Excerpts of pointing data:
begin

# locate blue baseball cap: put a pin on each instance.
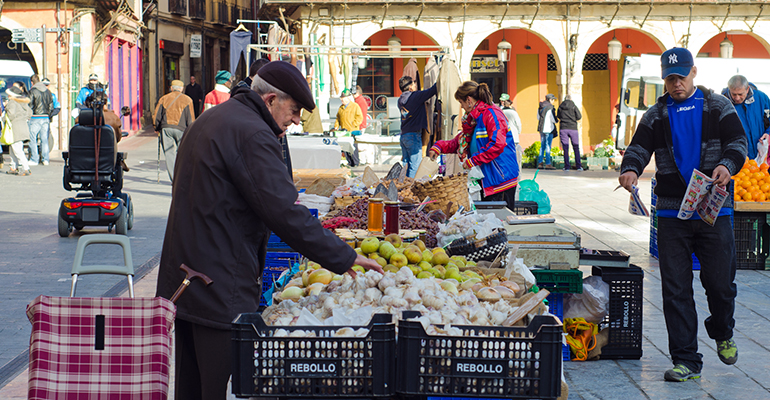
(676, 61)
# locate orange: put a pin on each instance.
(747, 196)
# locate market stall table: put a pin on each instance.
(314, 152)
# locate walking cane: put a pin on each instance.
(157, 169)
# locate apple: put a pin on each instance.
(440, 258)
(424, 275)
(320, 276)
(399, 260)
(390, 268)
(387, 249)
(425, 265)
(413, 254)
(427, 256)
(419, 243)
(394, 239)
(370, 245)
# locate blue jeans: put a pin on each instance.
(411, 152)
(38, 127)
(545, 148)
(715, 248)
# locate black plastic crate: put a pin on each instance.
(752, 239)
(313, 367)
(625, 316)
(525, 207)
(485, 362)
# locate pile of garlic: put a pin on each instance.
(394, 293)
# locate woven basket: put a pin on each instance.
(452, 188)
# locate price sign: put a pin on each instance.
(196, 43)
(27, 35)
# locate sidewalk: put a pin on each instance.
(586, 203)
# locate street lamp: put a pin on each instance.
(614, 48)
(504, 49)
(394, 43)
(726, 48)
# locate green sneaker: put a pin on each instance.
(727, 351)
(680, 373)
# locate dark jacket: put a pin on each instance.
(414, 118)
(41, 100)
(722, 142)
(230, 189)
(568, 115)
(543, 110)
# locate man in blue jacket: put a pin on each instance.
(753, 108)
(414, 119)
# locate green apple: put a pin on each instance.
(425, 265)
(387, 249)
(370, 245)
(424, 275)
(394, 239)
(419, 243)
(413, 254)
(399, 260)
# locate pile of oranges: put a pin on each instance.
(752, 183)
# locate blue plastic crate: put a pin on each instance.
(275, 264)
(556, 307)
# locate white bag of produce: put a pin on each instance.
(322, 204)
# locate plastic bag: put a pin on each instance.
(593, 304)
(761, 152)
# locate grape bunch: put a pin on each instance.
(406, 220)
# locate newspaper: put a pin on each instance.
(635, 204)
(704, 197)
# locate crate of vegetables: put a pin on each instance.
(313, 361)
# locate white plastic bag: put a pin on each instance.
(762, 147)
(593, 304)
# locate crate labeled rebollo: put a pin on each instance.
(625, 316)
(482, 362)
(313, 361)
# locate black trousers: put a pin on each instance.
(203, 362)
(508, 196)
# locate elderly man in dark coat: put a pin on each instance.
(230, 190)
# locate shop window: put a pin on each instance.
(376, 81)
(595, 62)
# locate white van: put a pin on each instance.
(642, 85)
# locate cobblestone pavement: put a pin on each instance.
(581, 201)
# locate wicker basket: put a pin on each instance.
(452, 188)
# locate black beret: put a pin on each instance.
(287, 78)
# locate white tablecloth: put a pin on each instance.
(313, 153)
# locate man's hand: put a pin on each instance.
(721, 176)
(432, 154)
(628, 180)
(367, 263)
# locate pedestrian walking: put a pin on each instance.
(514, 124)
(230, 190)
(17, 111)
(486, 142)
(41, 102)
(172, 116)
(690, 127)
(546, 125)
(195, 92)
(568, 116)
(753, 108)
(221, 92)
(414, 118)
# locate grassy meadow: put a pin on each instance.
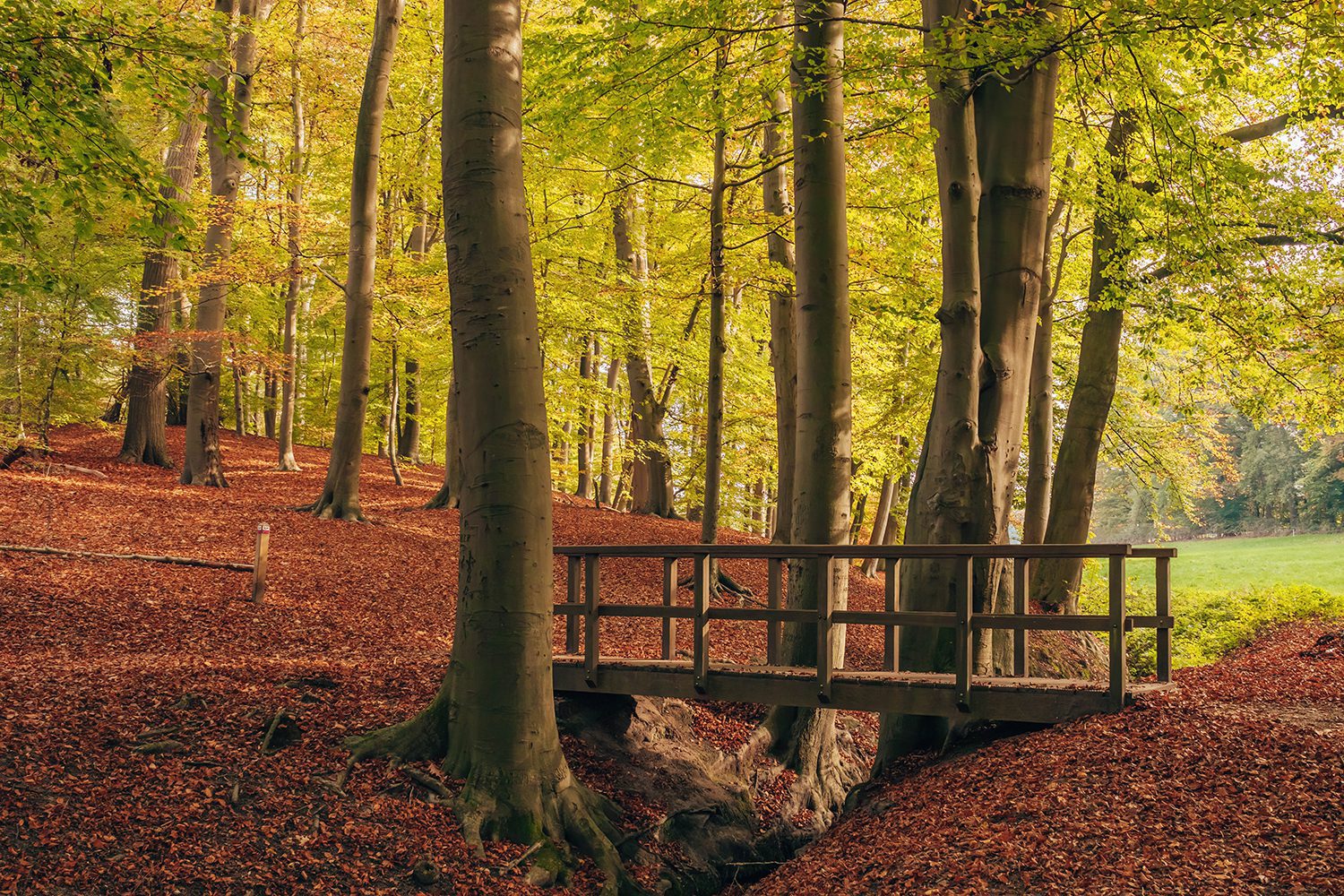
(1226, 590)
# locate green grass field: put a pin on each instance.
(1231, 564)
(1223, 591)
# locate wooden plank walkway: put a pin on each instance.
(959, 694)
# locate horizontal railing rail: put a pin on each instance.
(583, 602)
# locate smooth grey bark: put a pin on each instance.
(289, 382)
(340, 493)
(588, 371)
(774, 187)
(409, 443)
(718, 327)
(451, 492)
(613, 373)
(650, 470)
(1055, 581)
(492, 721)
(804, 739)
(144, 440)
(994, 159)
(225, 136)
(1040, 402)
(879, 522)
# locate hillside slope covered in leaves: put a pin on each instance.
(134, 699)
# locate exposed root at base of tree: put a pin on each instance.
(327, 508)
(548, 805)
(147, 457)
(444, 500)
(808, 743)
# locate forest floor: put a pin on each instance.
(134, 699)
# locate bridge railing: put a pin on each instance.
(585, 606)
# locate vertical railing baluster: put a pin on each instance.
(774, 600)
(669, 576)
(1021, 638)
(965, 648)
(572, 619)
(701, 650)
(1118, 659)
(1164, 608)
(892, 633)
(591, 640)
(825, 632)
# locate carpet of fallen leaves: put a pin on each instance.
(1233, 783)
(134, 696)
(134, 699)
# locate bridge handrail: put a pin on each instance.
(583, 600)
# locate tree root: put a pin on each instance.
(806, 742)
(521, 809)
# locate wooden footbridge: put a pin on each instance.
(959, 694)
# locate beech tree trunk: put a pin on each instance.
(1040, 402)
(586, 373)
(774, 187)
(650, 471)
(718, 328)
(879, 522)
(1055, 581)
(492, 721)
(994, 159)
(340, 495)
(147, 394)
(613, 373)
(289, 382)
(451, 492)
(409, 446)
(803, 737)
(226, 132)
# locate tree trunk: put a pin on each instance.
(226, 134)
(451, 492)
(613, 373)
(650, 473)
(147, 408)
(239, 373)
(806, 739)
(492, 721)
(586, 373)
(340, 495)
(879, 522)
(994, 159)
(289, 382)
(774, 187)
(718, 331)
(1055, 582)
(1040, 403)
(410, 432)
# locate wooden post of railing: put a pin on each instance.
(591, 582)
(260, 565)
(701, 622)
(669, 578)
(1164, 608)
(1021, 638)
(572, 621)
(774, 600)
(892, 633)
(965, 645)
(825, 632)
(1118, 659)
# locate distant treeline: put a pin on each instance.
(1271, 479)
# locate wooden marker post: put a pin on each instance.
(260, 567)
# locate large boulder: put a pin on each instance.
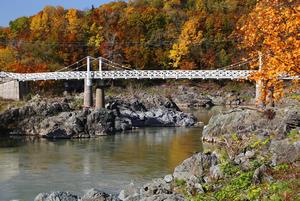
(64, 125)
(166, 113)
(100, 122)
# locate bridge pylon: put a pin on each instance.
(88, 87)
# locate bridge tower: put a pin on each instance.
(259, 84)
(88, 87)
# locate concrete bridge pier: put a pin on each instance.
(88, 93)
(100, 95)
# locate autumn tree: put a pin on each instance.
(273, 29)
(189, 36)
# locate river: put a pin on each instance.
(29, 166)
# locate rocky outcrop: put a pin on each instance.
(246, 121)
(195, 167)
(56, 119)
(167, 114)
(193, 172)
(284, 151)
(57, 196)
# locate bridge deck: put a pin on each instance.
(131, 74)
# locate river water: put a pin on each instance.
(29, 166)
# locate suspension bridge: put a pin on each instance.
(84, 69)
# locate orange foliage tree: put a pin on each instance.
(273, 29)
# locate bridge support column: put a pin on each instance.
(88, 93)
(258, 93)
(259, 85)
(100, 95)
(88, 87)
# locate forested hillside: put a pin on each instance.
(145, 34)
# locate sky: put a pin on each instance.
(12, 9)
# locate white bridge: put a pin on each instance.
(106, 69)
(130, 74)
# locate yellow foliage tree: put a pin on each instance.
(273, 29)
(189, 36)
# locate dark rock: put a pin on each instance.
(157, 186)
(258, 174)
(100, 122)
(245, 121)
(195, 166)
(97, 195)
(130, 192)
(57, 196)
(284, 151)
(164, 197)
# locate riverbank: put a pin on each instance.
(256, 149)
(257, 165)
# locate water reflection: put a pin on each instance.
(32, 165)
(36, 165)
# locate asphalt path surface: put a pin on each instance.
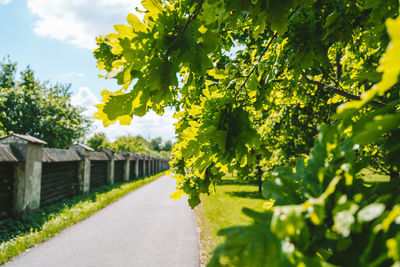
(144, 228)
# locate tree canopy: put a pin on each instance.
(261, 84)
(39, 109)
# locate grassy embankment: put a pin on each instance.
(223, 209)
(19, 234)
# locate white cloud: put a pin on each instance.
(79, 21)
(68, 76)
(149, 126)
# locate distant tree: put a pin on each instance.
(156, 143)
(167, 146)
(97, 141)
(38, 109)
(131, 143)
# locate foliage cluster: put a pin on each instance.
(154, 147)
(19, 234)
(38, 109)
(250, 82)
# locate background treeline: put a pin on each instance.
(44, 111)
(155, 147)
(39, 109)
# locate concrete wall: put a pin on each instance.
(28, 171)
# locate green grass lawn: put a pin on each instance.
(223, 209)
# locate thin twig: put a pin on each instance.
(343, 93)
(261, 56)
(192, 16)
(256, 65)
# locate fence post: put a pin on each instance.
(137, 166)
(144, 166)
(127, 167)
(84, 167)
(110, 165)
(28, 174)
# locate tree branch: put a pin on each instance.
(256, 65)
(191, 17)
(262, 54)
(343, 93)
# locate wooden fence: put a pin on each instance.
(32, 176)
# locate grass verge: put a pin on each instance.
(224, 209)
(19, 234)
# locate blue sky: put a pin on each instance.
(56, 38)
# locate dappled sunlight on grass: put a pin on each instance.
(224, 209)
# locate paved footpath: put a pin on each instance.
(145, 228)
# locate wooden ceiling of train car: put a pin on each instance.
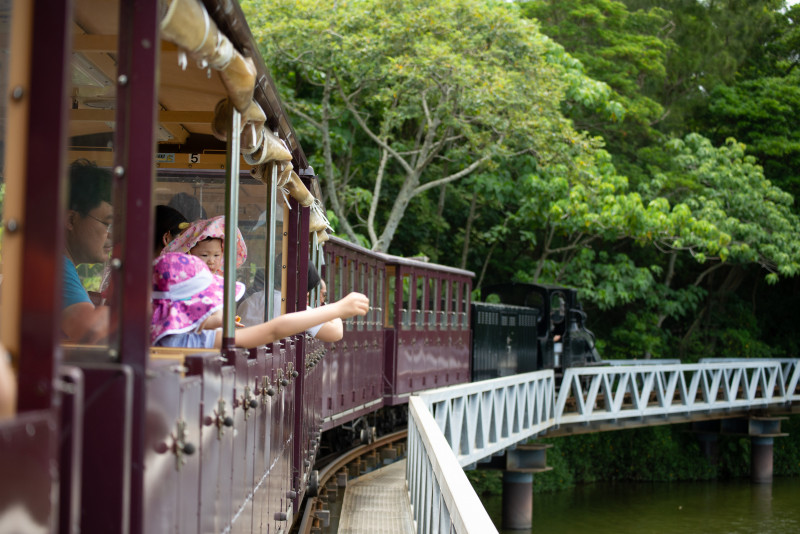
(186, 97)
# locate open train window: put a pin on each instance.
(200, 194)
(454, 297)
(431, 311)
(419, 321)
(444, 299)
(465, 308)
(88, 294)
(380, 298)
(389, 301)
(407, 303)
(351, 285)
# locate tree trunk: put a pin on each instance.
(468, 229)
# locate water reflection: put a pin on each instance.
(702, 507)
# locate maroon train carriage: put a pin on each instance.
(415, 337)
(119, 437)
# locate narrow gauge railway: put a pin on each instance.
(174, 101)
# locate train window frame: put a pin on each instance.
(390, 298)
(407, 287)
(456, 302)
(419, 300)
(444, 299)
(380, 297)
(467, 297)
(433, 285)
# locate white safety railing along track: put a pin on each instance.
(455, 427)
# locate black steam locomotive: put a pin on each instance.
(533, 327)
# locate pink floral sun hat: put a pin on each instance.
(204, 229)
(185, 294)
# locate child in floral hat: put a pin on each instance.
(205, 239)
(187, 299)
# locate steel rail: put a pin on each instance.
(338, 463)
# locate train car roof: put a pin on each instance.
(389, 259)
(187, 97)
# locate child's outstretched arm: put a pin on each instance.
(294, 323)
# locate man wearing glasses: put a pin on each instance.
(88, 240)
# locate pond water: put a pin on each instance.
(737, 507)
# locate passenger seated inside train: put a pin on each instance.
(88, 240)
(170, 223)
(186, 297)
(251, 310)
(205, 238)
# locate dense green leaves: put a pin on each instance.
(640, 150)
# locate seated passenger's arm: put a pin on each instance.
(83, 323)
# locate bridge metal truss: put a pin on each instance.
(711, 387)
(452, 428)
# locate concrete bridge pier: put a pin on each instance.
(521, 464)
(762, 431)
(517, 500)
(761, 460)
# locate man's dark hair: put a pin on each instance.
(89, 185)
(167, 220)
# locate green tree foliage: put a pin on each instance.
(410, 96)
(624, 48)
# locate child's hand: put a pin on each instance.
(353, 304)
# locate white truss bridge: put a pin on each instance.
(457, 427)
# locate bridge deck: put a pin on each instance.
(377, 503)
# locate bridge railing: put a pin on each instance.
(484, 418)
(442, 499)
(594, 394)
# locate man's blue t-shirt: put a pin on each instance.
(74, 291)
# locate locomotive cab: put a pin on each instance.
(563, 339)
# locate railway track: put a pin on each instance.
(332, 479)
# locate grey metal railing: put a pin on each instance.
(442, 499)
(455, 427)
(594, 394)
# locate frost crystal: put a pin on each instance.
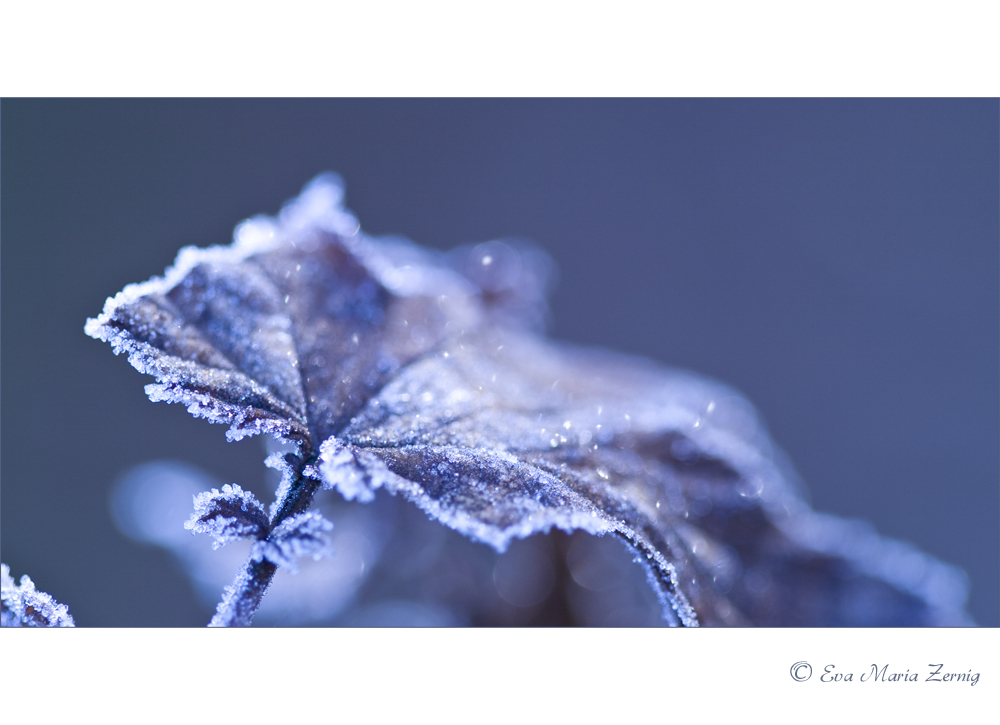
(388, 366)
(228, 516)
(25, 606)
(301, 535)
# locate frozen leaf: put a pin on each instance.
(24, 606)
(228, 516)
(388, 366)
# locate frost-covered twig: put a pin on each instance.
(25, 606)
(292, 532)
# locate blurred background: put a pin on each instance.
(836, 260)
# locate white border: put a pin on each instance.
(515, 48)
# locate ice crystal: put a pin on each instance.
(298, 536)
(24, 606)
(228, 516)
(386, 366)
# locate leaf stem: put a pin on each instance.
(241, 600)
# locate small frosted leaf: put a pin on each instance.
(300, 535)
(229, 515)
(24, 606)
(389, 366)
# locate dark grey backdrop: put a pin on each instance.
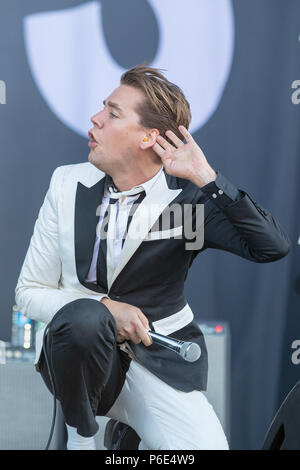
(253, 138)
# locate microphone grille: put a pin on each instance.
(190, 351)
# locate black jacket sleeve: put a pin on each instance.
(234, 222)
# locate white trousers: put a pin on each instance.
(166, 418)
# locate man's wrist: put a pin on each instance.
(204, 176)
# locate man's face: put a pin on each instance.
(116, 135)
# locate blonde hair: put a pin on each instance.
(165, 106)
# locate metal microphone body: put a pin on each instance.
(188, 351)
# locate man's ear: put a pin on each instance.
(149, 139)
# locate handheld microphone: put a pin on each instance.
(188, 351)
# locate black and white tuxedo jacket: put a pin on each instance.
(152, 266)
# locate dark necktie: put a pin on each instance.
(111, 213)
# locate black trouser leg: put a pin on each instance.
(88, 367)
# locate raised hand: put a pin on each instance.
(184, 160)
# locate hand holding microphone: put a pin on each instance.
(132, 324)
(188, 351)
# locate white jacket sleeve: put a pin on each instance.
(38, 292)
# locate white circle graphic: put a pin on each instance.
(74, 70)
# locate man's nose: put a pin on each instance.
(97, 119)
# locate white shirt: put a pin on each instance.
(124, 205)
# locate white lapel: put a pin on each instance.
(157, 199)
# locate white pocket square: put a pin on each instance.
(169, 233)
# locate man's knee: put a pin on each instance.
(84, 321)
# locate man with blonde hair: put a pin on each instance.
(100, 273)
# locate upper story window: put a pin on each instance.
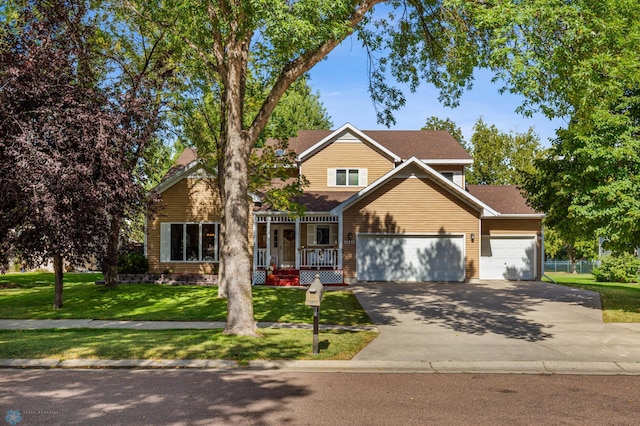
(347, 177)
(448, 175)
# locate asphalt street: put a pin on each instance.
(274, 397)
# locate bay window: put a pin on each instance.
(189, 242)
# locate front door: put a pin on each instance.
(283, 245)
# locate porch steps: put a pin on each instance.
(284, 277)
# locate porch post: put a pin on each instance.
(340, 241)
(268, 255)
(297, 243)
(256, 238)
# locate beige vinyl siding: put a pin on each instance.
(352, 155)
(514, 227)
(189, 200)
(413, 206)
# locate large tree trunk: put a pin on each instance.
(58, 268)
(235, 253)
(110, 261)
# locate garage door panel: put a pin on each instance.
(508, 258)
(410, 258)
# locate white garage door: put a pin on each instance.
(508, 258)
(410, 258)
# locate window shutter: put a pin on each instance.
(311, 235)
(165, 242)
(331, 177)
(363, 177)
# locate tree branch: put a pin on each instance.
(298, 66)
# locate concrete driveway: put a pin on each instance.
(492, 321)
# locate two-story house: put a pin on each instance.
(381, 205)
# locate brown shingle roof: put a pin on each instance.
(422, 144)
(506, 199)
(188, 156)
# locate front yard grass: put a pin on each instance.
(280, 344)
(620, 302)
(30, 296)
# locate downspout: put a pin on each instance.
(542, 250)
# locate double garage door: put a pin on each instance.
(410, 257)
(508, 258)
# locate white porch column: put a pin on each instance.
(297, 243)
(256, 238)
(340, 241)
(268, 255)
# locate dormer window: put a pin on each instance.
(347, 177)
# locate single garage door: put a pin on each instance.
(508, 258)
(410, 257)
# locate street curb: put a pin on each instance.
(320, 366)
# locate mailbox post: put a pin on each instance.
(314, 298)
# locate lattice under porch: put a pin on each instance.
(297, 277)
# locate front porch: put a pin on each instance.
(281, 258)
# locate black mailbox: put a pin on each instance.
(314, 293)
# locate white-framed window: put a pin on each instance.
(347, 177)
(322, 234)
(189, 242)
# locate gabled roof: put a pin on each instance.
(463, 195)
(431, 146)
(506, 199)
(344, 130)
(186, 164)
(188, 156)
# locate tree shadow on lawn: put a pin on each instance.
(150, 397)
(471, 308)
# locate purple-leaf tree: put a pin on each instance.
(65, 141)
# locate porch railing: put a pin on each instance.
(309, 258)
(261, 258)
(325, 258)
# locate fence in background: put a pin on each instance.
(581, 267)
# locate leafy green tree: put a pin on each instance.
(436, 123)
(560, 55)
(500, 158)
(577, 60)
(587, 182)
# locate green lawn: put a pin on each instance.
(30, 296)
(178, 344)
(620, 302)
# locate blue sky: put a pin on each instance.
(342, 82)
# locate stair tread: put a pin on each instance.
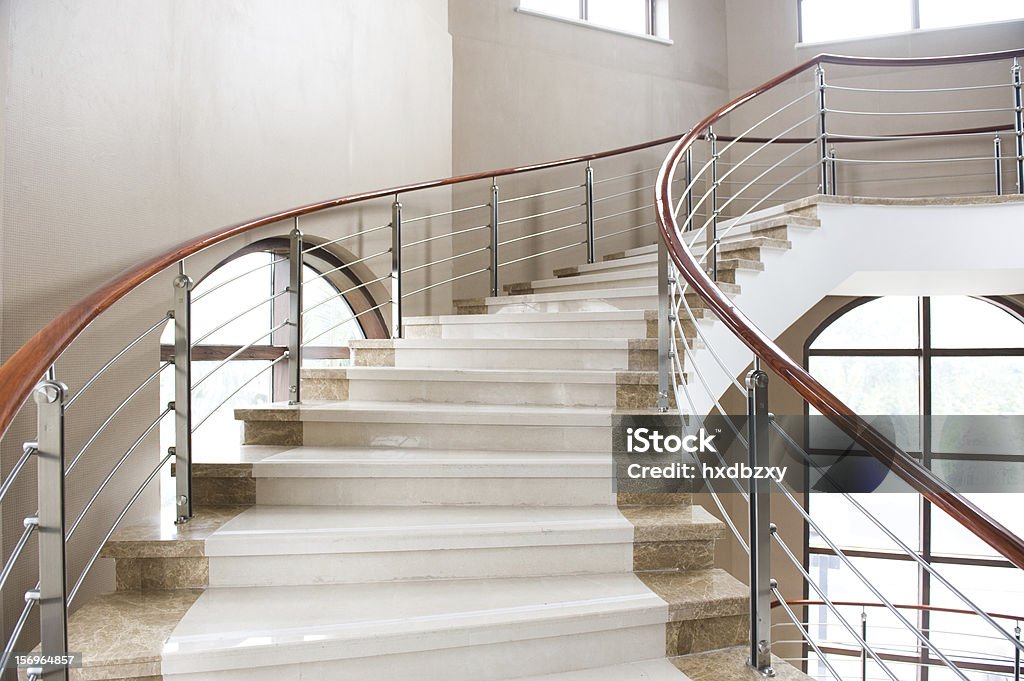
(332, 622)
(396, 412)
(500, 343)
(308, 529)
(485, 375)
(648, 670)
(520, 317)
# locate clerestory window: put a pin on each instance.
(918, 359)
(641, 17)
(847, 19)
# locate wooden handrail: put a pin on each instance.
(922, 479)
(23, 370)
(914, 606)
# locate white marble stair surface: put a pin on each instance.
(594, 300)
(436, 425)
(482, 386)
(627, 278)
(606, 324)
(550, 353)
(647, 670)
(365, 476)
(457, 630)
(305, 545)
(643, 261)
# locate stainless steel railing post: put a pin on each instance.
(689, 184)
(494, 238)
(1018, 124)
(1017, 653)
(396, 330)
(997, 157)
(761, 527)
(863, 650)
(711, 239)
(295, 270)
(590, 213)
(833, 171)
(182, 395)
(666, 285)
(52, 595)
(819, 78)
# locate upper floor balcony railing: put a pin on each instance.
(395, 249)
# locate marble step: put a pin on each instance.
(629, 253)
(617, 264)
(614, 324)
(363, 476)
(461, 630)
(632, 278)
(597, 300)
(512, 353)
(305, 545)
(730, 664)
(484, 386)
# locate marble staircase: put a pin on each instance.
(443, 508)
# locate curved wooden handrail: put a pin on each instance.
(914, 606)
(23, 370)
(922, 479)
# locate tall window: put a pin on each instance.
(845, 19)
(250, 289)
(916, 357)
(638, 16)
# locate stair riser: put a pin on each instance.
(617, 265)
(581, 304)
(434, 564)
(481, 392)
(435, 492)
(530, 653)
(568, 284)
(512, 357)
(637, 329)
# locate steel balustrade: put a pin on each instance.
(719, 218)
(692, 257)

end

Starting at the line containing "# locate steel balustrade: put" and running through the end of the material, rewrite those lines with "steel" changed to "iron" and everything else left as is.

# locate iron balustrade: put a pin on each instance.
(719, 218)
(692, 257)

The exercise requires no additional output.